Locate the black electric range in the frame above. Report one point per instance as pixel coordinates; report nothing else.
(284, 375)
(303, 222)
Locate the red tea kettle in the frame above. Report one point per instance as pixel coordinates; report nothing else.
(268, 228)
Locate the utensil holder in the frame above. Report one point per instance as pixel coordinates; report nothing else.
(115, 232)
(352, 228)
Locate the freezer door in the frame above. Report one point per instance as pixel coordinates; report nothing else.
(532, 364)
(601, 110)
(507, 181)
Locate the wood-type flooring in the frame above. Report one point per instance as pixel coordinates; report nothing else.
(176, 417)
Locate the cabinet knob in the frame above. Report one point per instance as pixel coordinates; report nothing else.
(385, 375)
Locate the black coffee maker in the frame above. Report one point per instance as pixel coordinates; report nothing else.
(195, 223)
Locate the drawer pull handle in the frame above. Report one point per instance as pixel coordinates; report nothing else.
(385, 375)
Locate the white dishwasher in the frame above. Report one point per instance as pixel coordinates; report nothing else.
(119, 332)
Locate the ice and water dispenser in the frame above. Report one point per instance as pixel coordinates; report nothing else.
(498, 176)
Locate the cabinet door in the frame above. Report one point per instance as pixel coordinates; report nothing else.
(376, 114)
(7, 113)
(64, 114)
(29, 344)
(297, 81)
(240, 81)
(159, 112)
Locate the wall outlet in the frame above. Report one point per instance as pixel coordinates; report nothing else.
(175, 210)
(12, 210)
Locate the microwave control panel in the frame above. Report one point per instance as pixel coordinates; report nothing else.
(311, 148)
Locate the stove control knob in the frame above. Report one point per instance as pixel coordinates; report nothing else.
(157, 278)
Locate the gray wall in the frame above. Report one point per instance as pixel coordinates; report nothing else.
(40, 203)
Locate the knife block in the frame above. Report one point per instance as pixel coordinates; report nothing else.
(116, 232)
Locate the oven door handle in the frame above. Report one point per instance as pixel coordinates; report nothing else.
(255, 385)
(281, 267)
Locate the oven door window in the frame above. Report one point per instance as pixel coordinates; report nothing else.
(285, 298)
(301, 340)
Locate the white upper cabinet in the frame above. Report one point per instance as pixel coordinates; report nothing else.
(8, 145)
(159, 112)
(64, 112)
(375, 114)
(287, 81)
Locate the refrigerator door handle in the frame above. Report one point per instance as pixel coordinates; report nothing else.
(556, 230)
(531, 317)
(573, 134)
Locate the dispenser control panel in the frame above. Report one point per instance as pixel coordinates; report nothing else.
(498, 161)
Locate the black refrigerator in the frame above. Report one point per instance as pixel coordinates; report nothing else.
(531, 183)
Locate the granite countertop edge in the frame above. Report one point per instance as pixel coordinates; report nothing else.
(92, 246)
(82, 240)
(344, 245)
+---+
ACTIVITY: All of the records must be retyped exactly as they are.

RESPONSE FOR THIS EXERCISE:
Locate the black electric range in the frame above. Report one point per instance as pixel coordinates; report nothing else.
(284, 375)
(303, 222)
Locate the red tea kettle in the frame above. Report one point per instance as pixel coordinates; report nothing else.
(268, 228)
Locate the utensil holder in the frame above. Report one point per instance as pixel coordinates; report nothing else.
(115, 232)
(352, 228)
Locate the freezer door in the frame above. Report one point per instance as pixel coordinates; report nothing else.
(532, 364)
(601, 110)
(507, 181)
Locate the wood-type flooring in the frame above. Report one point per instance as pixel coordinates; report nothing else.
(176, 417)
Locate the cabinet knob in the frame above. Report one point per instance as pixel coordinates; report nothing else.
(385, 375)
Locate the black coffee maker in the frame above. Report one point per instance as pixel coordinates; report nothing else.
(195, 223)
Locate the drawer pull handle in the frame above. Report one point per instance as pixel coordinates; report nothing else.
(385, 375)
Locate the white dishwasher in the frame above. Report one point per instance as pixel coordinates; report nothing else.
(119, 332)
Locate the ice and water dispenser in the frame above. Report one point per instance as pixel coordinates; report nothing else.
(498, 176)
Locate the cabinet door in the frame above. Report one point per instance as pixel coordinates; report nothing else.
(376, 114)
(7, 113)
(64, 114)
(29, 344)
(297, 81)
(240, 81)
(159, 112)
Locate the wall outlet in the frame above. Report one point per instance as pixel coordinates; report nothing else.
(175, 210)
(12, 210)
Locate the microwave control panel in the frame above. Report one point per instance as pixel coordinates; report nothing else.
(311, 148)
Locate the stove control knob in the frame above. Report one point per instance as pixel coordinates; report nothing else.
(157, 278)
Locate the gray wall in the frame above. Report one point per instance as pixel coordinates; report nothing else.
(40, 203)
Locate the knife block in the frame above. Report one point per instance as pixel coordinates; report nothing else.
(116, 232)
Locate the oven door handle in the frame above. Report one point per instance as pixel coordinates; report nothing else.
(255, 385)
(281, 267)
Locate the oven door window in the frame above. Report one point per instance as pixel coordinates; report nothing else.
(285, 298)
(301, 340)
Locate the white upper cabinet in the frame above. Report one point per instance as pixel coordinates; report nothing else.
(8, 145)
(159, 112)
(64, 112)
(375, 114)
(287, 81)
Locate the refrigerator door handle in the frame above. Report one point per instance as pixel coordinates; report nothing else.
(556, 230)
(531, 317)
(573, 134)
Locate the dispenser control panel in the frame above. Report one point per instance as pixel coordinates; report nothing else.
(498, 161)
Locate the black refrigerator in the frame above. Report one point per instance as pixel coordinates; report nothing else.
(531, 183)
Locate the granite countertop edge in the frame above. Report one point per instance as pixel coordinates; report nothing else.
(92, 246)
(82, 240)
(344, 245)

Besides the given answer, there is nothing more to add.